• _Dataset items_:
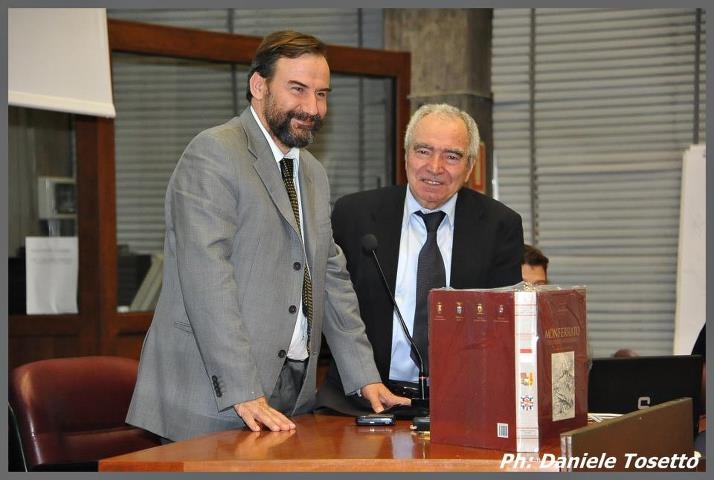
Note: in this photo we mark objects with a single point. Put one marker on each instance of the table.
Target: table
(320, 443)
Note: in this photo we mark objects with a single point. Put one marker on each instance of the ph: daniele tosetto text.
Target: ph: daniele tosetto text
(602, 461)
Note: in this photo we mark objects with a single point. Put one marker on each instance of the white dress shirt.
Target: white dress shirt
(298, 344)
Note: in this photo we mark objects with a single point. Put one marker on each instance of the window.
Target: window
(593, 111)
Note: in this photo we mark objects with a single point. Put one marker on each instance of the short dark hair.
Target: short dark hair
(283, 43)
(534, 257)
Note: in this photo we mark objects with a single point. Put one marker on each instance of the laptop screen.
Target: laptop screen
(623, 385)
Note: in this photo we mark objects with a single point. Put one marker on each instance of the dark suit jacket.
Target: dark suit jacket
(487, 253)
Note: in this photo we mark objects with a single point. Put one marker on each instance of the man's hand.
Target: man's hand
(257, 412)
(381, 397)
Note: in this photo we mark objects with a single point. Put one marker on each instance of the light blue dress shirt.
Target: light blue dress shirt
(412, 239)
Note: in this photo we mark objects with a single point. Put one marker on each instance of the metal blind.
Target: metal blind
(608, 96)
(163, 102)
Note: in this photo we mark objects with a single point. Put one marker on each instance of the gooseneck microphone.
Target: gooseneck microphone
(369, 244)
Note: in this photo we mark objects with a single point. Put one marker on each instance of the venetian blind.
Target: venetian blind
(593, 111)
(163, 102)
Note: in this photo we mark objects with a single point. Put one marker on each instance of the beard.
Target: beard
(279, 123)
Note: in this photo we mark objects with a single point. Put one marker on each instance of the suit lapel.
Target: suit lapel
(388, 228)
(466, 250)
(309, 208)
(267, 169)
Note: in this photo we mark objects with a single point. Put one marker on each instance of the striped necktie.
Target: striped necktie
(430, 274)
(286, 169)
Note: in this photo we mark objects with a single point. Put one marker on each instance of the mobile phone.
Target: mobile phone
(421, 424)
(376, 419)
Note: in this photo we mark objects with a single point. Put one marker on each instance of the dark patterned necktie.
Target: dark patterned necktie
(430, 274)
(286, 169)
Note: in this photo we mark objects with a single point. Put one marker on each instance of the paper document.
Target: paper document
(52, 264)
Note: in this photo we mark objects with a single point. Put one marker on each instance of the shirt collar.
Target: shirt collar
(449, 207)
(293, 153)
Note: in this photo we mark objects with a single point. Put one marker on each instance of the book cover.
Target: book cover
(508, 366)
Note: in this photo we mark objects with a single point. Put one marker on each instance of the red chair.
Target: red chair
(70, 412)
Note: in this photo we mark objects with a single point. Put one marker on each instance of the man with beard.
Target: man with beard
(252, 276)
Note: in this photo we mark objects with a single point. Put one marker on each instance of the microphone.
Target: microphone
(369, 244)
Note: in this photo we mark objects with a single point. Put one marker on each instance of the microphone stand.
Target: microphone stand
(422, 401)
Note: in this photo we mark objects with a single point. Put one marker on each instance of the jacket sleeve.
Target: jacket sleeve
(203, 200)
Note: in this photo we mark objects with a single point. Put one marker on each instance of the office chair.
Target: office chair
(70, 412)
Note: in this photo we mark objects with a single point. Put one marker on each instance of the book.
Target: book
(508, 366)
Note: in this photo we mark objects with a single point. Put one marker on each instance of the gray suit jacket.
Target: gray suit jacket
(232, 270)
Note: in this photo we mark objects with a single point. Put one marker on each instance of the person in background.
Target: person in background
(434, 225)
(252, 276)
(534, 266)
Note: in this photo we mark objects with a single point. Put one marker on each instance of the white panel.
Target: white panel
(58, 59)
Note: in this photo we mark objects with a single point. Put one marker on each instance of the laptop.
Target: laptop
(623, 385)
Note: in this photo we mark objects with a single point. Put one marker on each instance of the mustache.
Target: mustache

• _EXERCISE_: Every record above needs to be repeated exactly; pictures are to be left out.

• _WRITTEN SOLUTION_:
Note: in this photo we mark objects with a single point. Put one marker on each instance of the table.
Target: table
(320, 443)
Note: in this photo we mark objects with a single point. Put one marker on each instance of the ph: daniele tosetto text.
Target: ph: daniele tosetto text
(602, 461)
Note: in this photo we mark objects with a single point. Put one marker on each instance of the white dress shirt.
Target: white dress shirt
(298, 344)
Note: in this photo we mark objects with a single point. Put one marker on each instance of the window.
Target: window
(593, 111)
Note: in this photo we mark objects with a single point. Put one marker on each instance of the short dark hair.
Target: short dark hair
(283, 43)
(534, 257)
Note: in this photo we mark objects with a single point. Put one marker on each instance of the laptop screen.
Target: laptop screen
(623, 385)
Note: in this photo we mark objects with a single point. Put one marker on each instance of the dark suit jacket.
Target: dark suit jacket
(487, 253)
Note: in this photo we mark objects with a single point. Put one marker on each instance of the man's hand.
Target: man's hand
(257, 412)
(381, 397)
Note: in this photo we mark objects with a single point. Put one marker on each instance of the light blue dress shirt.
Target: light blue dress shirt
(412, 239)
Note: in this photo we mark objects with a single point. Put one marker on each instance of the metal blind.
Target: metal blind
(608, 96)
(163, 102)
Note: in this photo we mark objects with a single point. Put one marker on each instance of the gooseneck microphone.
Target: gooseneck microphone
(369, 244)
Note: in this photo we mark objects with a single point. Put one marker on each instance of the venetian blind.
Target: venetian blind
(593, 111)
(163, 102)
Note: in this photo we mark objects with a single point. Put one marker on each instance of the beard.
Target: beard
(279, 123)
Note: in this photo we mark objects with a single point. Put one marker on each instance of the suit lapel.
Target: suit lapel
(388, 228)
(466, 250)
(309, 208)
(267, 169)
Note: in this photo we mark objects with a single point. Put one marker on each instance of the striped necktie.
Target: striped necktie
(430, 274)
(286, 169)
Note: in this photo we mark objects with a single point. Put one marker on each instance of the mobile phone.
Target: mobile phone
(421, 424)
(376, 419)
Note: in this photo we mark objects with a single point. Put one marker on each instance of the dark patterned necktie.
Target: dark patterned necktie
(430, 274)
(286, 169)
Note: in this photo we mark objects with a single point. Put one marker on each instance of the paper document.
Target: paper document
(52, 264)
Note: in this photo we mark objects with a single point. Put one marker on each instance of the shirt collar.
Target: shirt collar
(449, 207)
(293, 153)
Note: in this photo we mark objects with a single point. Put one marker on each instance of the book cover.
Target: book cover
(508, 366)
Note: in this photo we mark objects with a single point. Put one marker on each instance of the red chair.
Target: red chair
(70, 412)
Note: in this photo we mark objects with a single point. Put one marker on each instance of the man with beard.
Target: man with beard
(252, 276)
Note: in this photo we mark objects with a single point. Put one marker on each instance of the microphone.
Target: microphone
(369, 244)
Note: in this photo we mark objects with a single point. Put one marker on each instance of the microphone stand.
Target: microphone stand
(422, 401)
Note: in this photo we mark objects with a single point. Put one marker on each instance of the jacket sleeve.
Target: jacket sleeve
(203, 200)
Note: in this photo we mark objects with a single point. Put one marker on each instance of the office chair.
Target: office chair
(70, 412)
Note: in this photo we mark objects with a single point. Put one marker on each instance of the book.
Target: book
(508, 366)
Note: in this photo we mark objects with a single point. Put one marker on each instance of the gray suit jacket.
Target: gray suit jacket
(232, 270)
Note: in this photo we mark objects with a single point. Put one marker on each instance of the person in background.
Target: person in background
(434, 225)
(252, 276)
(534, 266)
Note: in this photo we mark objects with a single point. Put one marker on each instance of the white panel.
Target: white panel
(58, 59)
Note: in this photo we mark objects with a single point. Put one marker on each instance of the laptop.
Target: laptop
(623, 385)
Note: in this photo we mark objects with a single point. Put one marker on each instance of the mustache.
Target: mustache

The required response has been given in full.